* _How to complete this task_
Only the count should appear in your answer: how many lines of the data below contain the word "leaf"?

* _Records shown_
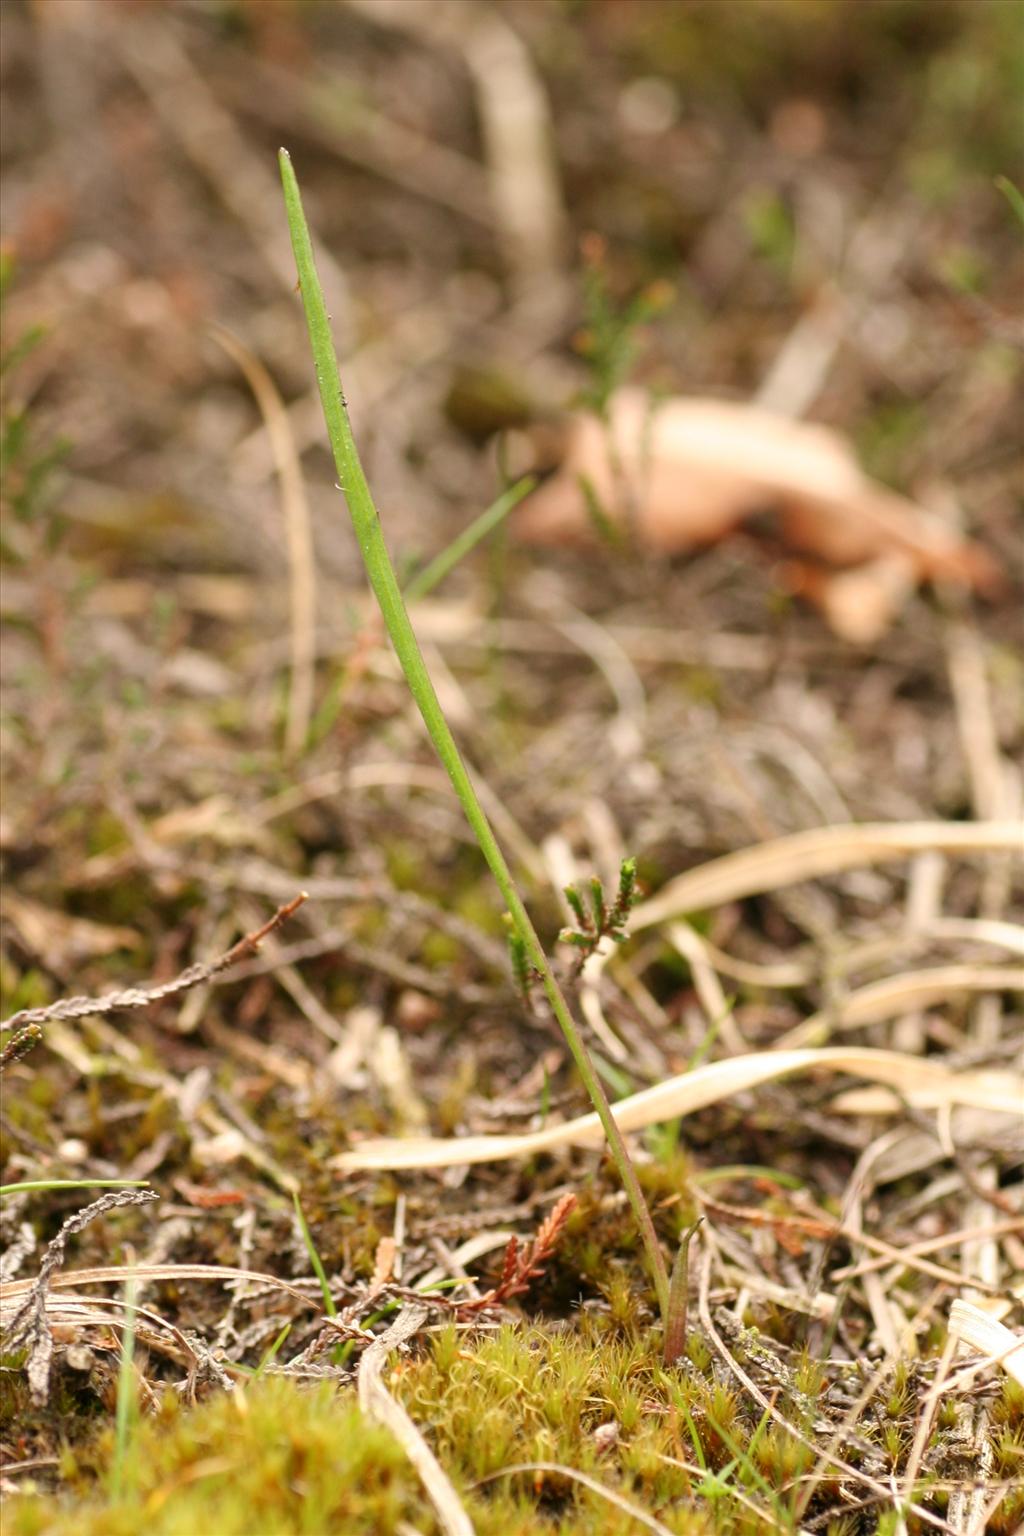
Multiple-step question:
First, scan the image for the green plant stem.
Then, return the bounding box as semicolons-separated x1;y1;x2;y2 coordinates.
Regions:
279;148;669;1324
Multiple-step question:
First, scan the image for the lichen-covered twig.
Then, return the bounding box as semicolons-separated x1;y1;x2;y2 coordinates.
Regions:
4;1188;160;1404
1;894;308;1033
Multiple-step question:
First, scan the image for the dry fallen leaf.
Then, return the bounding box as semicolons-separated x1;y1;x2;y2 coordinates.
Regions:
948;1300;1024;1388
514;389;998;639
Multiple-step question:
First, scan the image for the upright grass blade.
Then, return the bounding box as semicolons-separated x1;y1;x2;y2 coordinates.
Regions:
293;1191;337;1318
403;475;535;603
278;148;670;1325
110;1267;139;1501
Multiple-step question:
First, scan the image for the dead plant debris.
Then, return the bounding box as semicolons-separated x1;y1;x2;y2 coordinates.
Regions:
2;2;1022;1533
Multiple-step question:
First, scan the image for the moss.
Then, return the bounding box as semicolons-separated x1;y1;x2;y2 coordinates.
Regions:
988;1486;1024;1536
9;1320;841;1535
401;1320;717;1532
382;837;428;893
9;1380;418;1536
420;930;460;968
991;1373;1024;1432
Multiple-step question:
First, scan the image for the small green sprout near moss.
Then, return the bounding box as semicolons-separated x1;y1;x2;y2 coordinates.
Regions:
0;250;71;554
995;174;1024;229
662;1217;702;1367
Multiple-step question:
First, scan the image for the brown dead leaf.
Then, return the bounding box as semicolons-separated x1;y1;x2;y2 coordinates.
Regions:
514;390;998;640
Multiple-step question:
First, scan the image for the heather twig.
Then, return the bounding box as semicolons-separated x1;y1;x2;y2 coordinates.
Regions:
458;1192;577;1313
1;894;308;1033
560;856;639;977
3;1188;159;1405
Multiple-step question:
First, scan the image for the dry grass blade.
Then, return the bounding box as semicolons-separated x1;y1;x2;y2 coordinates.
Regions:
472;1462;675;1536
357;1305;474;1536
831;1218;1024;1284
948;1299;1024;1388
330;1045;1021;1170
0;1262;327;1321
625;822;1021;932
210;325;316;759
829;1220;1023;1297
775;963;1024;1048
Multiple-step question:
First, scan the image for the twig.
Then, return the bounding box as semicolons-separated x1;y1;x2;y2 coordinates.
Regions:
457;1193;576;1313
3;1189;159;1405
1;895;307;1032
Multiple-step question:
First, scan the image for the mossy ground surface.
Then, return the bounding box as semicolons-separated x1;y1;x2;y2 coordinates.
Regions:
17;1324;1023;1536
2;2;1022;1533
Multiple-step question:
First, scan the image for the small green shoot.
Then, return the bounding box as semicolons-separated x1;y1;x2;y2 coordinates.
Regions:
292;1191;337;1318
574;233;673;417
0;1179;152;1197
0;257;70;553
685;1001;732;1072
279;150;671;1329
576;470;625;551
253;1321;293;1379
403;475;535;603
663;1217;702;1367
995;174;1024;229
307;476;533;748
109;1267;139;1501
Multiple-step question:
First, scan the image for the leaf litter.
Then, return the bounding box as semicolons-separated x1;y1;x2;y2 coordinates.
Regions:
1;3;1022;1533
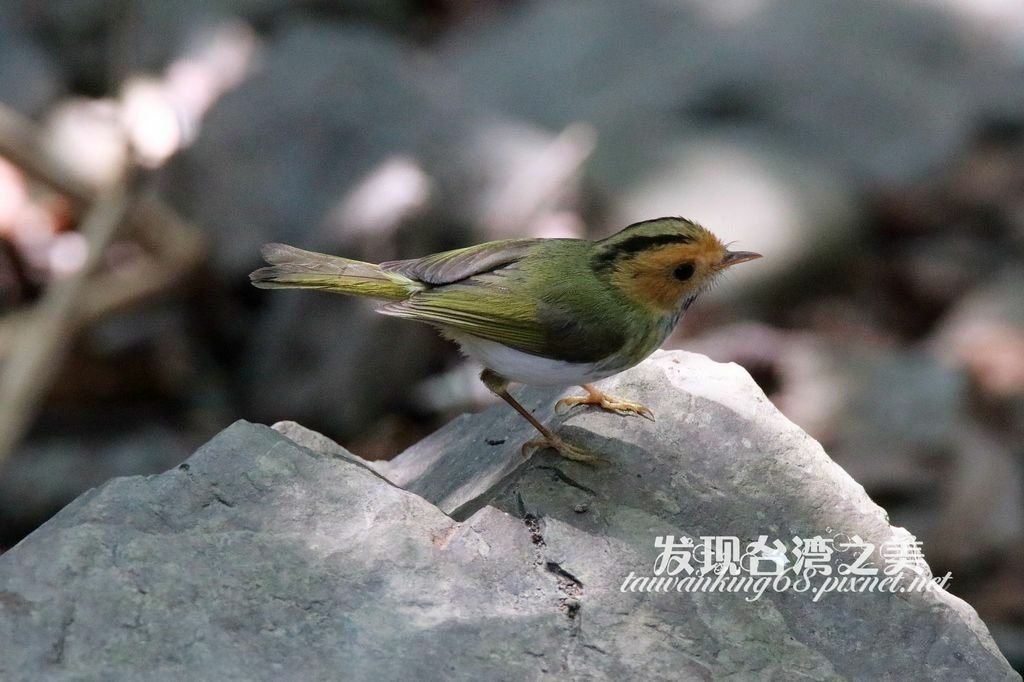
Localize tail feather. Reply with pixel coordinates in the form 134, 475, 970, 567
250, 243, 418, 301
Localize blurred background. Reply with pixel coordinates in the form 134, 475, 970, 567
0, 0, 1022, 669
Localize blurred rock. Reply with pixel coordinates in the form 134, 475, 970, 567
613, 134, 858, 296
435, 0, 1024, 303
0, 352, 1016, 679
166, 20, 466, 438
1, 2, 223, 96
932, 269, 1024, 401
876, 233, 1001, 336
167, 18, 593, 276
243, 292, 448, 439
0, 24, 62, 116
164, 20, 466, 278
0, 1, 418, 98
929, 270, 1024, 475
460, 120, 593, 240
441, 0, 1024, 188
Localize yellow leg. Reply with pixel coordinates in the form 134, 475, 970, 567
556, 383, 655, 421
480, 370, 606, 465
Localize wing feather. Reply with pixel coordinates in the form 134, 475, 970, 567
379, 237, 627, 363
380, 239, 543, 285
379, 281, 549, 355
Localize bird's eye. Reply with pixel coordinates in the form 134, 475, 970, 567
673, 263, 695, 281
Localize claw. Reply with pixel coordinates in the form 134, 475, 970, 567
556, 385, 656, 422
480, 371, 611, 465
521, 435, 608, 465
553, 399, 575, 416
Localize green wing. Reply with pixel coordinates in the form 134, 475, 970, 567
380, 239, 543, 285
379, 238, 627, 362
381, 287, 547, 354
378, 270, 550, 355
378, 238, 550, 354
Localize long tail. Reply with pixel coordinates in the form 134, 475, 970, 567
249, 243, 420, 301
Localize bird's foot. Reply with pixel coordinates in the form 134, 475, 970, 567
555, 384, 655, 421
521, 434, 607, 465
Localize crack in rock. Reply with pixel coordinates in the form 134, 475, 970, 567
546, 561, 583, 620
48, 606, 75, 666
179, 462, 237, 509
535, 465, 596, 495
515, 491, 584, 624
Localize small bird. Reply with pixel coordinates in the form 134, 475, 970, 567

* _Response to this exercise_
3